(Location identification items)
##########

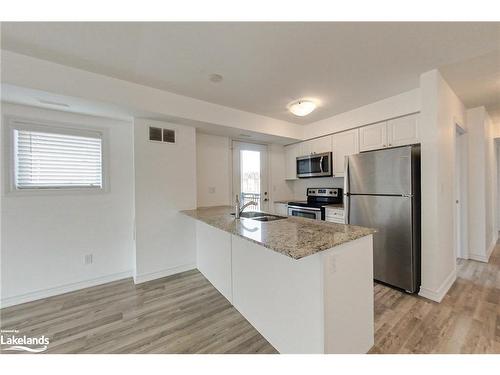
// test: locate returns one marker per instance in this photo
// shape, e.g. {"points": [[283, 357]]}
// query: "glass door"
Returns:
{"points": [[250, 175]]}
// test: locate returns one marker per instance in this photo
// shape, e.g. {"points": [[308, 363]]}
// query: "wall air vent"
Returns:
{"points": [[161, 135], [154, 134], [168, 136]]}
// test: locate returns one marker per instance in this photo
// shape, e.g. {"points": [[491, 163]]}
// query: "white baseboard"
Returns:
{"points": [[40, 294], [438, 295], [139, 279]]}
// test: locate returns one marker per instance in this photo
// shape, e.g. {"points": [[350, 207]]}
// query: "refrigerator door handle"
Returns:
{"points": [[346, 189]]}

##########

*Stated task:*
Retype the lines above exactly as they appear, omitting the pictures from your answer.

*Solution to this task:*
// test: locate returns one marker per instance in this photo
// shape, e.g. {"points": [[283, 357]]}
// query: "glass door"
Returns:
{"points": [[250, 175]]}
// test: locate returns one marker per instance in this photo
// shape, e.g. {"points": [[308, 363]]}
// query: "wall air vent"
Returns:
{"points": [[161, 135], [154, 134], [168, 136]]}
// test: locate returns one marker per instance in this photo
// shape, e.g. {"points": [[491, 163]]}
// query: "white baseboard"
Returns:
{"points": [[40, 294], [438, 295], [139, 279]]}
// test: locate returns one marker per instance in this photo
// shape, e.g. {"points": [[350, 207]]}
// query: "refrigerator door handle"
Returns:
{"points": [[346, 189]]}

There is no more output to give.